• **VORLIEGENDER TEXT**
◆ ◆ ◆
Auch wenn sich die bundesweite Vergabe verzögert, viele Kommunen, Landkreise und einige Bundesländer haben sie schon eingeführt: die Bezahlkarte für Asylbewerber:innen. Im Gegensatz zu einem normalen Konto ist diese vielerorts mit Auflagen verbunden: nur wenig Bargeld, eingeschränkte Überweisungen, gültig nur in der Region. Geflüchtete stellt das vor große Probleme.
An einigen Orten bildet sich praktischer Widerstand gegen dieses Kontrollinstrument. In Hamburg und in München können Bezahlkarten-Nutzer:innen durch einen Tausch Bargeld erhalten, über das sie dann frei verfügen können.
Wir haben mit Katharina Grote von der Initiative “Offen bleiben!” München über die Tauschaktionen geredet – und wie man sie nachmachen kann.
netzpolitik.org: Seit wann gibt es in Bayern Bezahlkarten für Asylsuchende?
Katharina Grote: Die ersten Pilotprojekte haben am 1. April 2024 angefangen. Der Rollout auf das gesamte Landesgebiet ist danach ziemlich schnell erfolgt. Die Stadt München war gar nicht besonders erpicht darauf, Bezahlkarten so schnell wie möglich einzuführen. Aber auf Druck der Staatsregierung wird sie eigentlich bayernweit in allen Kommunen und Landkreisen bis Ende Juli umgesetzt.
netzpolitik.org: Wer hat so eine Karte? Alle, die als Geflüchtete nach Deutschland gekommen sind?
Katharina Grote: Karten bekommen die Personen, die Leistungen nach dem Asylbewerberleistungsgesetz erhalten. Nach ihrer Ankunft bekommen Asylbewerber:innen diese Leistungen für 36 Monate – außer sie fangen vorher schon an zu arbeiten. Das ist aber nicht so einfach.
Wenn man im Dublinverfahren ist, darf man nicht arbeiten. Wenn man alle paar Monate wieder in eine neue Unterkunft umziehen muss, ergibt es für die Arbeitgeber keinen Sinn, die Leute anzustellen und die zuständigen Ämter brauchen dann noch rund ein halbes Jahr, um über Anträge auf Arbeitsaufnahme zu entscheiden.
◆ ◆ ◆
[Teil einer Datendatei]
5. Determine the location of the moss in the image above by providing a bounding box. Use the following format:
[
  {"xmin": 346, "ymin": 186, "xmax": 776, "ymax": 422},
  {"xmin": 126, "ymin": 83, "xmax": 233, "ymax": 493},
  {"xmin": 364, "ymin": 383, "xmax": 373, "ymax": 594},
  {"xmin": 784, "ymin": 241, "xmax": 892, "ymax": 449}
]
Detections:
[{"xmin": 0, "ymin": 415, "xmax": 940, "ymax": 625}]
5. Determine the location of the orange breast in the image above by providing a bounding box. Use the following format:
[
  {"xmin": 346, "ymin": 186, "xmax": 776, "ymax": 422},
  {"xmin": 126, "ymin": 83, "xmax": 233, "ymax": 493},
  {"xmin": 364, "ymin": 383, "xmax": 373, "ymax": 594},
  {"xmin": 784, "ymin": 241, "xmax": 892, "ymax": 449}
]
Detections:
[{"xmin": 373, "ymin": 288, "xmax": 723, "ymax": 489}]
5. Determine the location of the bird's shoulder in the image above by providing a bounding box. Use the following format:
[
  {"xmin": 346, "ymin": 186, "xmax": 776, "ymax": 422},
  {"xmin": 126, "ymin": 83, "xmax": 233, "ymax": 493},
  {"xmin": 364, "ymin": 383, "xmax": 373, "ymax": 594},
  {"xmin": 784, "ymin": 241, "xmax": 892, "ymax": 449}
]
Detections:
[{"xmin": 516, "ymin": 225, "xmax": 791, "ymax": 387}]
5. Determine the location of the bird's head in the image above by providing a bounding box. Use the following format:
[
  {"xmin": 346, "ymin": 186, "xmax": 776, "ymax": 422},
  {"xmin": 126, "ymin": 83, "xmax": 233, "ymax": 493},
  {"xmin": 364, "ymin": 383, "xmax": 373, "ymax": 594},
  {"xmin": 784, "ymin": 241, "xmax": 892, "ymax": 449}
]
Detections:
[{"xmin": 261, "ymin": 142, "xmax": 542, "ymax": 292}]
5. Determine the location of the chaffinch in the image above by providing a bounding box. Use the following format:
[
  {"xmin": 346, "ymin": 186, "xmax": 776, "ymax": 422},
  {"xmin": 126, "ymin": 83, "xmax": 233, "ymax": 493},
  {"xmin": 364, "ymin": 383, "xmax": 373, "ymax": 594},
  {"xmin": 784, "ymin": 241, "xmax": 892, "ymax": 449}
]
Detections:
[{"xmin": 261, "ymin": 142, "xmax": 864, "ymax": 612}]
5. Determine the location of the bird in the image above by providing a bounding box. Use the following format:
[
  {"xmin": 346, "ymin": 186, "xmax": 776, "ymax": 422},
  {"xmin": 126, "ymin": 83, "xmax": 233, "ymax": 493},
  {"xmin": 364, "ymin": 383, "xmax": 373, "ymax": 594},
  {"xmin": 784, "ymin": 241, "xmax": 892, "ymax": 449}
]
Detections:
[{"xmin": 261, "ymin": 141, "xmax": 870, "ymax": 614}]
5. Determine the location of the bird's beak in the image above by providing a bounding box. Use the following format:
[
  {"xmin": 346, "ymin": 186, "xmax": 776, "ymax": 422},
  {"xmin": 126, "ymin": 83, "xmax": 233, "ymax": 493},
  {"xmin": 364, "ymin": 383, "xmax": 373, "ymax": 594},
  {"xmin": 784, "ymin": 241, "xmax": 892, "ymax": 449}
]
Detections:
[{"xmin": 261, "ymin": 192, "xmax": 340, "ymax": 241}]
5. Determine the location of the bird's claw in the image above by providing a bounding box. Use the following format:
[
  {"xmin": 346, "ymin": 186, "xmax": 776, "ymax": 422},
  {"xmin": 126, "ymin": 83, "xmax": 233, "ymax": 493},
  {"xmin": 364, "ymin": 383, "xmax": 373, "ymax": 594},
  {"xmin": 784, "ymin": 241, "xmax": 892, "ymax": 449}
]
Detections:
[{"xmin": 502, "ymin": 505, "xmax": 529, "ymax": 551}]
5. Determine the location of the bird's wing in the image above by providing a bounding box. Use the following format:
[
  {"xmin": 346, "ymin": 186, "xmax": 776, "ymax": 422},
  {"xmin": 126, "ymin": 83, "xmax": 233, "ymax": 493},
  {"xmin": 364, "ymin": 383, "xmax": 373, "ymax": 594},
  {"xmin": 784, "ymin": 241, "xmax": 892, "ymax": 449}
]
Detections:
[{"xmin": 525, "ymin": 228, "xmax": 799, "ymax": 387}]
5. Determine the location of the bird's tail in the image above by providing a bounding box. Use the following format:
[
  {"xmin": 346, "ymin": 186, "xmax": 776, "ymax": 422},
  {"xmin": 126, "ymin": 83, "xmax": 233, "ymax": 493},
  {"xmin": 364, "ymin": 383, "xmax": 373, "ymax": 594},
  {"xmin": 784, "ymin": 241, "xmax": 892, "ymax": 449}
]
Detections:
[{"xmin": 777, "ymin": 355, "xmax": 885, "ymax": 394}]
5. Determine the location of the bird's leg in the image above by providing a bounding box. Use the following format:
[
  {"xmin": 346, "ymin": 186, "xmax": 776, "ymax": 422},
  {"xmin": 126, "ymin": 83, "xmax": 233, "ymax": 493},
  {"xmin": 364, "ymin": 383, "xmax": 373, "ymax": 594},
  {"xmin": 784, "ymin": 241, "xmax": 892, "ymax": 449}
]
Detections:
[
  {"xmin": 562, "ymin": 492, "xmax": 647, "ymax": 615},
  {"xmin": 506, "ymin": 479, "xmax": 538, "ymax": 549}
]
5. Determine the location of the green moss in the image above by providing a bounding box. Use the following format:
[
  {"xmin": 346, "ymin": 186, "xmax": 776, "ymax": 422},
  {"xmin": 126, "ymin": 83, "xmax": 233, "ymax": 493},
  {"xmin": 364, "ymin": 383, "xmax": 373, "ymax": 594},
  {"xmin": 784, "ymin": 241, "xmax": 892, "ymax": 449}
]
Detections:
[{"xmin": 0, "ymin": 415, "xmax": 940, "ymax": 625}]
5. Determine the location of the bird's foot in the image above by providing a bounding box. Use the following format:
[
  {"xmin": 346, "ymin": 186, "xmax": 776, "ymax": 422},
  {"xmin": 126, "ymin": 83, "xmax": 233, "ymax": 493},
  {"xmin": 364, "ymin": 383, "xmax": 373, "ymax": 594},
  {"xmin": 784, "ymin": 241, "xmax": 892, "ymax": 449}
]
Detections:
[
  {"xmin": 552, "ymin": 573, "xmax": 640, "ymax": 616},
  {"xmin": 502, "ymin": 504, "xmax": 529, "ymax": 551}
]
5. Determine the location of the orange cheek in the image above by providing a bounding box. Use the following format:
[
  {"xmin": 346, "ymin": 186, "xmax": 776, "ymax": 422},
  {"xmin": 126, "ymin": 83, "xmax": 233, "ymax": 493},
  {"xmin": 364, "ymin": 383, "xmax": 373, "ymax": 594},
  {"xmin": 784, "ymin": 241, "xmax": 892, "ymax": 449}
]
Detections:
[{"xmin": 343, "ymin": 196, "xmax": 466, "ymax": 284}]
◆ ◆ ◆
• **AUFGABEN**
a) Wann begannen laut dem Interview zur Bezahlkarte für Asylsuchende die ersten Pilotprojekte in Bayern?
b) Greif das Interview zur Bezahlkarte für Asylsuchende nach seinem letzten Satz wieder auf und setze es fort.
Die Auflistung ist eigenständiges Material und gehört nicht zum Text.

• **LÖSUNGEN**
a) Am 1. April 2024.

b)
Außerdem bekommen auch Personen Asylbewerberleistungen, deren Asylanträge abgelehnt werden und die eine Duldung haben. Diese Personen erhalten meist keine Arbeitserlaubnis und sind in den Leistungsbezug gezwungen.
Kein normales Konto
netzpolitik.org: Wie unterscheidet sich so eine Bezahlkarte von einem normalen Konto mit einer Giro-Karte?
Katharina Grote: Der große Unterschied für die Asylbewerber:innen sind die Restriktionen, die mit einer Bezahlkarte verbunden sind.
In Bayern ist es so, dass man nur Überweisungen an Empfänger einrichten kann, die vorher geprüft worden sind – zum Beispiel an Anwält:innen oder an den Sportverein. Zu Beginn musste das einzeln freigeschaltet werden. Die Leute müssen dann für jede Überweisung zum Amt gehen. In Zukunft soll es so sein, dass an bestimmte freigegebene Empfänger auch selbst Überweisungen eingerichtet werden können. Da muss man schauen, wie gut das in der Umsetzung funktioniert.
netzpolitik.org: Und wie kommt man damit an Bargeld?
Katharina Grote: Leute dürfen pro Monat nur 50 Euro Bargeld mit der Karte abheben. Diese Begrenzung ist vor allem auf dem Land ein großes Problem, wo oft nicht überall Kartenzahlung möglich ist. Da kann man im Bus nicht einfach mit Karte zahlen.
Wenn die Leute eine Residenzpflicht haben, also sich nur in einem bestimmtem Gebiet aufhalten dürfen, kann die Karte auch zusätzlich eine regionale Beschränkung haben. Dann können sie zum Beispiel nur in einem Landkreis mit der Karte bezahlen. Wenn die günstigen Supermärkte im Landkreis nebenan sind, können sie dort nicht einkaufen.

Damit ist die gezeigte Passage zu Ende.